▶ _Text passage_:

+ + + + + + +

Electrical connectors

Told you need “big-picture thinking”?

A big picture isn’t something you innately have; it’s something you build. Here’s how to start.


If you’re starting to lead people and projects, you’ll want to make a bigger impact. But one thing new leaders often hear from managers is “you need to think more strategically”. What can you do with that kind of feedback?

Sometimes the manager will give specific examples. That’s helpful. Sometimes they may suggest reading books on systems thinking or strategy. That’s well-meaning, but less helpful. Some managers may not give any tips. That can be frustrating. But even in that case, the feedback suggests something positive:

  • Your manager at least cares enough to tell you about it. (Or possibly is making excuses for not putting you forward — but that doesn’t happen as often as people think.)
  • Your manager sees in you some potential to join the dots — to take available information and build some mental model of the way things work.

Let’s assume your manager means well, and would like to see you develop. What can you do with this feedback?

The obvious thing is to ask your manager for some more concrete examples. But perhaps your next 1:1 isn’t for a while. Or perhaps the manager is testing you a little — seeing what you can figure out for yourself. What can you do in the meantime?

Big picture thinking isn’t one skill

Firstly, there is no one skill of “big picture thinking”. I like the way that author/product leader Jackie Bavaro responds on Reddit to someone who asks how to develop it:

“Big picture thinking” is a confusing phrase because it sounds like an abstract skill when it’s usually more about experience and context.

Electrical connectors
Connectors” by Tom MaglieryCC BY-NC-SA 2.0

Big picture thinking really means the ability to connect your work with those who use it, and your wider organization. It’s about making connections, joining mental dots. Some people are better at it than others. But no-one comes into an organization already possessing “big picture thinking” about that organization. They build their sense of the bigger picture learning over time. Learning the details of how the organization works, and how it keeps itself going. Like learning any system.

If you work well with software systems, design systems, or machines, you should be positive about your ability to learn a bigger picture about your organization.

Still, don’t try to learn it all at once.

The relevant big picture isn’t your whole organization

Secondly, don’t feel you have to learn everything about the business. The most relevant big picture for you is:

  1. The value that your team’s work has for the people who use it.
  2. The value that your team’s work brings back to your organization, and that your manager’s manager can attribute back to your team.

This is always a good place to start, although the kinds of value depend on what business you’re in, and whether your team serves paying customers directly. For example, if you’re building software for other companies:

  1. The value for its users might be in how much time it saves them. Or in how well they can serve their own customers.
  2. The value brought back and recognized? The degree of your company’s commercial success that your manager’s manager1 can judge is due to your team’s work.

Or, if your team provides HR services internally:

  1. The value for its users is the help that it provides in all aspects of navigating careers, work, and employees.
  2. The value brought back and recognized might be the size of the gap created if your team were not providing those services. The processes and people impacted, and eventually the monetary cost of the impact.

These are not easy things to figure out, especially the second kind of value. This “big picture” is plenty big enough. But at least it shows you where to start. 

For example, you don’t need to worry about everyone on the whole org chart at the moment. This smaller, more relevant “big picture” excludes other teams that you don’t work with directly, or that don’t control your destiny. So as you build a mental map, you might not need to include, say, central IT yet. (Unless your team is central IT, of course.)

+ + + + + + +

▶ _Data_:
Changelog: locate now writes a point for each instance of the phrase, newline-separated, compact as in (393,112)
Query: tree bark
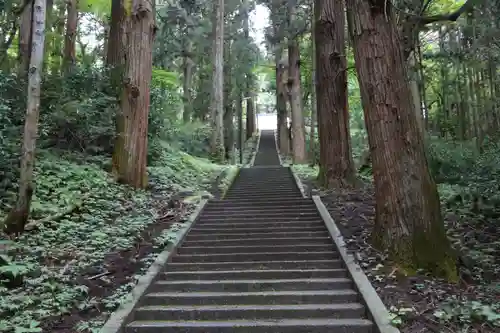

+ + + + + + +

▶ _What you will do_:
**1.** From the article on big-picture thinking, copy the part starting with "Told you need" and going on through "as people think.)".
**2.** In the article on big-picture thinking, where does Jackie Bavaro answer someone who asks how to develop it?
**3.** Pick up the article on big-picture thinking after its final sentence and keep writing it.

▶ _Set of answers_:
**1.**
Told you need “big-picture thinking”?

A big picture isn’t something you innately have; it’s something you build. Here’s how to start.


If you’re starting to lead people and projects, you’ll want to make a bigger impact. But one thing new leaders often hear from managers is “you need to think more strategically”. What can you do with that kind of feedback?

Sometimes the manager will give specific examples. That’s helpful. Sometimes they may suggest reading books on systems thinking or strategy. That’s well-meaning, but less helpful. Some managers may not give any tips. That can be frustrating. But even in that case, the feedback suggests something positive:

  • Your manager at least cares enough to tell you about it. (Or possibly is making excuses for not putting you forward — but that doesn’t happen as often as people think.)

**2.** On Reddit.

**3.**
Start with the users

To build this picture, start with #1. In whatever ways you have available, find out more about how your team’s “customers” — external or internal — use your work. Try to hear from customers directly. See if you can visit them. Join meetings with them. Look at their feedback, in whatever form it takes — support tickets or ratings, or even word of mouth, for example on forums.

And don’t just look at the customer as a user of your product — look at how your product fits into the rest of their job or life. Try to understand what they do before they use it and directly afterward.

Some people make whole careers from listening to customers, but you can gain a lot from just listening a bit more. And if you think that it’s completely obvious how people use your product (for example if you’re producing milkshakes!) There could still be more to learn. Look up Clayton Christensen’s milkshake story for how the humble dairy beverage might play a surprising role in its “users’” lives.

Then start thinking about recognized value brought back to your organization

To calculate the value of a team’s work is hard. It may feel beyond your pay grade. Does it help to know that however high you go in your organization, people still find it hard to calculate the exact value? And part of their time is spent debating it vigorously?

It doesn’t mean you shouldn’t start thinking about this. It’s the only way to form any useful big picture.

© Copyright Jim Osley and licensed for reuse under this Creative Commons Licence.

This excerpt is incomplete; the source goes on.